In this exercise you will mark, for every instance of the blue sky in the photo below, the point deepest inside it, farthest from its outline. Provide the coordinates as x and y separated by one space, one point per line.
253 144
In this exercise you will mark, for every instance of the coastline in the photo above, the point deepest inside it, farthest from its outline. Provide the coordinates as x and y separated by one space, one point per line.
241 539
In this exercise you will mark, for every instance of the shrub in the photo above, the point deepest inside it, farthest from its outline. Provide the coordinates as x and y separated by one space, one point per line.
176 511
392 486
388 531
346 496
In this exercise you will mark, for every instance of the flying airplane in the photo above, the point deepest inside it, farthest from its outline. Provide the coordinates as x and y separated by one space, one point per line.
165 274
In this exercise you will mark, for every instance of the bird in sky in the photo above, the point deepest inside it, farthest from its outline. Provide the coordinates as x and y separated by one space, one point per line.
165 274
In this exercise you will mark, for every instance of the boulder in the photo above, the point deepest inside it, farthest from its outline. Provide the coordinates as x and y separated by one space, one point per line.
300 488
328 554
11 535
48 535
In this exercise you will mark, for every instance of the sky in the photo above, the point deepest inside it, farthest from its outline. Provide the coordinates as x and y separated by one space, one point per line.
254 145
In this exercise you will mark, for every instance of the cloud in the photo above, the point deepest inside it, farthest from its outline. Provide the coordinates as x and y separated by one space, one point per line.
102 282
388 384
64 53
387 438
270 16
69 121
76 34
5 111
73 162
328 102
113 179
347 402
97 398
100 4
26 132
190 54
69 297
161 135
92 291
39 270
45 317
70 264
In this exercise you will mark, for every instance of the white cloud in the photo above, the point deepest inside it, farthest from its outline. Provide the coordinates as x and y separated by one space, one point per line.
══════
— PROBLEM TO SOLVE —
Write down all of the listing exactly.

— ANSWER AREA —
In this exercise you will mark, for every instance of the blue sky in the photo below, the point deepest inside it, farthest from its outline. Provide the coordinates as x and y separated by one space, one point per line.
253 144
In this exercise you will mark, for every instance of the coastline in the photo above, the point deepest inside it, farthest from its outline. Provide the coordinates as x and y separated by one space, one point per line.
241 539
In this exercise you will mark, for every instance of the shrub in the photo above, the point deepest inside it, farthest from its outline. Provide the coordinates as x and y separated by one space, one point per line.
176 511
392 486
388 531
346 496
In this exercise you will mark, for every instance of the flying airplane in the photo above, the point deepest inside it, farthest from its outline. Provide the coordinates as x and y separated by one space, one point per line.
165 274
In this exercise you will mark, for every instance of the bird in sky in the photo above, the point deepest inside it, farthest from its outline. Provide the coordinates as x and y separated by one space, one point per line.
165 274
In this exercise you will mark, for every instance of the boulder in the photo above, the point deepest inside it, farthest from its outline. Provide the coordinates as x and y separated by one space, one point per line.
300 488
328 554
11 535
48 535
In this exercise you will mark, for every instance of the sky in the photo above, the point deepest inside it, farthest from its outline. Provide the coordinates as x and y separated by one space, one point per line.
254 145
In this exercise you will mark, for every instance of the cloud in the photo above, the point deepest inside it, farthest from its outline. Provide the coordinates as x and y separated by one space, one point per line.
102 282
388 384
64 53
387 438
270 16
69 121
76 34
5 111
73 162
328 102
113 179
347 402
97 398
100 4
26 132
190 54
69 297
161 135
92 291
39 270
45 317
70 264
In this exercise you will mark, for every instance of the white cloud in the photo above, the point deepest inside it, farthest from its outline. Provide the coordinates as x and y separated by one space, one point per line.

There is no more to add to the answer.